Problem
Quote the lines below verbatim, starting at the line that contains "For every instance of the palm" and ending with the final line.

Information provided
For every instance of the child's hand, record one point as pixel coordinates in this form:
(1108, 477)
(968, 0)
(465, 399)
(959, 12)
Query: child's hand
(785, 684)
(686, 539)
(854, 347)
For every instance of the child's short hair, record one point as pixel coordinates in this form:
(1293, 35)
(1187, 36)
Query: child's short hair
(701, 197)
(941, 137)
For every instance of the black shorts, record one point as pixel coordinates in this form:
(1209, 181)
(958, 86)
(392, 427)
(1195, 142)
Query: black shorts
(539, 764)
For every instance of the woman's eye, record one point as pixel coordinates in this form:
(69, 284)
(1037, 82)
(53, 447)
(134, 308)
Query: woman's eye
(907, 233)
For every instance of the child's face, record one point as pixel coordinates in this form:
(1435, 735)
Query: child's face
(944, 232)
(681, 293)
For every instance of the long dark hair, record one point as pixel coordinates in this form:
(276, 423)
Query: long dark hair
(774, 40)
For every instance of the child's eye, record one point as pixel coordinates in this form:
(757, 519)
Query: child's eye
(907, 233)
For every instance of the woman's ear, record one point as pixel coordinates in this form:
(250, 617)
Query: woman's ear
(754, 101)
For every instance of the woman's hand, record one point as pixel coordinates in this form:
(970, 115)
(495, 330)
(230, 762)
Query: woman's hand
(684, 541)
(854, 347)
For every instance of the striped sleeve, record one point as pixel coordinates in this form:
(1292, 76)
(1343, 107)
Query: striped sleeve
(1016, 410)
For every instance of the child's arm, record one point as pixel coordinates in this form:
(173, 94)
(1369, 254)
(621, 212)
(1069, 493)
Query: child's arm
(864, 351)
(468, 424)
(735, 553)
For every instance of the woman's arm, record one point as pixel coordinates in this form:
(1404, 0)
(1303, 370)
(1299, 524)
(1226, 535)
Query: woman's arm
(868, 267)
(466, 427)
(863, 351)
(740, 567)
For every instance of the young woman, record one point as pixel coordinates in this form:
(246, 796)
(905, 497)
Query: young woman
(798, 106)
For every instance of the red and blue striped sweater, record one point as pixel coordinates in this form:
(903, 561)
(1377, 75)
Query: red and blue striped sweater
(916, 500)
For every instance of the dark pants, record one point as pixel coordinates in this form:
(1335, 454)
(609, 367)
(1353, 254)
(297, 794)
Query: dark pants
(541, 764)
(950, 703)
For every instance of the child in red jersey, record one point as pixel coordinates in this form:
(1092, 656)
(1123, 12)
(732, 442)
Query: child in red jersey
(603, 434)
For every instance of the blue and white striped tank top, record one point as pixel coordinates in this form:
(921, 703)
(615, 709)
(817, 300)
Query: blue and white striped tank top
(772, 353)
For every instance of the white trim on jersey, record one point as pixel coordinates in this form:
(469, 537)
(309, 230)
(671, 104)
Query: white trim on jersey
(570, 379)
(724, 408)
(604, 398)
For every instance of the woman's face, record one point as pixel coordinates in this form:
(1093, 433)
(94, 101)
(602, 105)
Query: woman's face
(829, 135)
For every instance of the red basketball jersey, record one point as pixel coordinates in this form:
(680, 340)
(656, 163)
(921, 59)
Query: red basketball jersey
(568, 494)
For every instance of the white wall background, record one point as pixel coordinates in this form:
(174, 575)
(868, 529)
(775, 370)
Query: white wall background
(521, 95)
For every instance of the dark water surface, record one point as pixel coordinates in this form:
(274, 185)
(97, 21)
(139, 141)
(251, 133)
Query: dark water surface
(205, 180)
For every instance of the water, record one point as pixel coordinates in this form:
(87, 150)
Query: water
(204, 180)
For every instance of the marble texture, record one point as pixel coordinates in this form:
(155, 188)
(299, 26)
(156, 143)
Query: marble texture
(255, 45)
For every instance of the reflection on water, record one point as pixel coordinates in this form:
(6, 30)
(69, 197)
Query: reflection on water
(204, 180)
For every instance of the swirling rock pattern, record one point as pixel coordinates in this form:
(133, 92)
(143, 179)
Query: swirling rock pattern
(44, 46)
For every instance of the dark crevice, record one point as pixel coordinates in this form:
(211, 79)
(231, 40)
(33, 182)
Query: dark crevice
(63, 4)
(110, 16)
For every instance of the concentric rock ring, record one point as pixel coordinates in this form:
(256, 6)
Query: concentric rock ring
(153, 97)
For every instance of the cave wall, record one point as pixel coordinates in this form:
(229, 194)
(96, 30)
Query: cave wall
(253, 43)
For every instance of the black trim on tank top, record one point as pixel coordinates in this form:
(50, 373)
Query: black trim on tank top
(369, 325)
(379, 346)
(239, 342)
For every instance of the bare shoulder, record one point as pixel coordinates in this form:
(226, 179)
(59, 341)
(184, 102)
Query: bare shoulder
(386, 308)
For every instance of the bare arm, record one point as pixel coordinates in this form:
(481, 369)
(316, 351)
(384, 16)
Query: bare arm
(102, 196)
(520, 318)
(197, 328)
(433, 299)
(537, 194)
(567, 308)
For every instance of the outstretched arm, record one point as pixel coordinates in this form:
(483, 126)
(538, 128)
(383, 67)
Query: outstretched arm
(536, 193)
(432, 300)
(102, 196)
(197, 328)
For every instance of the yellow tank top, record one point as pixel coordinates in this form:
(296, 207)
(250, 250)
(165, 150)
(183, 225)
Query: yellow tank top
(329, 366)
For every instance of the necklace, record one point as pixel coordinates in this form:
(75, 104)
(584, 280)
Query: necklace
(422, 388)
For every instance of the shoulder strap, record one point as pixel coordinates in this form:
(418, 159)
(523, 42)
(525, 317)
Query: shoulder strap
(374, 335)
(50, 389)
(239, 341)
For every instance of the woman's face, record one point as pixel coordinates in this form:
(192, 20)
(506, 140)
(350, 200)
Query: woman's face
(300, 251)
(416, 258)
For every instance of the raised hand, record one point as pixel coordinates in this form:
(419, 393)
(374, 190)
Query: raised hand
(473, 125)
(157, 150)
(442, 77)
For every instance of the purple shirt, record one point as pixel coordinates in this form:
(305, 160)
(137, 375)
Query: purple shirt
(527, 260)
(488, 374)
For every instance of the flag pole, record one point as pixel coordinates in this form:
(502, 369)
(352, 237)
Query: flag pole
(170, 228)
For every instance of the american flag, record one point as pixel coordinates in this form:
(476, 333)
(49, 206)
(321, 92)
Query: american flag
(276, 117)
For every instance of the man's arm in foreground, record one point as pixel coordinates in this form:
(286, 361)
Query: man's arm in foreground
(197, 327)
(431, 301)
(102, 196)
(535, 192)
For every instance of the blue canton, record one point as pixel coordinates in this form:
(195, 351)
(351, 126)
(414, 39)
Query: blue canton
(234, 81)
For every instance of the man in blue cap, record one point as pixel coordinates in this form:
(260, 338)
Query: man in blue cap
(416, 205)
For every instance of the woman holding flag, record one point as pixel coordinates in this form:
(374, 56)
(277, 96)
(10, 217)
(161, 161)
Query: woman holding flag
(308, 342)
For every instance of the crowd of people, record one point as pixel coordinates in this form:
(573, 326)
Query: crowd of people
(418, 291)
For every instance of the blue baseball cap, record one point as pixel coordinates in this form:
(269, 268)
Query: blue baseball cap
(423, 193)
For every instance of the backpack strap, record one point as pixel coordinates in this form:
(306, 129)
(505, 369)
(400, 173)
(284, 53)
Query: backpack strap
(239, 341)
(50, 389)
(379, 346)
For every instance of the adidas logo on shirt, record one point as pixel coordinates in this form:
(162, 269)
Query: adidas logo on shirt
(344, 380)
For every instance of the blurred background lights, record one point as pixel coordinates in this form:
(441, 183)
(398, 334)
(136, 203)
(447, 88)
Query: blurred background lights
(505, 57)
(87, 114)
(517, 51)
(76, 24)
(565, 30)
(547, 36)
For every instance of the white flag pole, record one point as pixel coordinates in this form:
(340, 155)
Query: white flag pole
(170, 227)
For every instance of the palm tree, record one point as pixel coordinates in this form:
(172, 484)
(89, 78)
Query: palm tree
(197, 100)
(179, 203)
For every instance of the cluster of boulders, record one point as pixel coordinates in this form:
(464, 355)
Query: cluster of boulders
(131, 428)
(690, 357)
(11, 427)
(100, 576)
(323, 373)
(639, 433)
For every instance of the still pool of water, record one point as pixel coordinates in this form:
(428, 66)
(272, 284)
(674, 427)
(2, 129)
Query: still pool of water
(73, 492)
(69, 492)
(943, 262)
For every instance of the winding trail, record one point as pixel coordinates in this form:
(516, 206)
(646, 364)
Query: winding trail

Exercise result
For every instance of the palm tree, record one point as pixel coordinates in this form:
(172, 484)
(89, 78)
Query: palm tree
(197, 100)
(179, 203)
For every instance of the cluster of boulders, record one point as pixel coordinates in this form:
(464, 355)
Query: cluster of boulders
(131, 428)
(690, 357)
(11, 427)
(100, 576)
(323, 373)
(639, 433)
For every instance of the still pool of water, record one point as pixel coordinates in this form:
(428, 66)
(272, 284)
(674, 427)
(2, 129)
Query: still pool of water
(73, 492)
(69, 492)
(943, 262)
For every instance of the winding trail, record one point as pixel coordinates in this form:
(516, 206)
(646, 364)
Query: winding trail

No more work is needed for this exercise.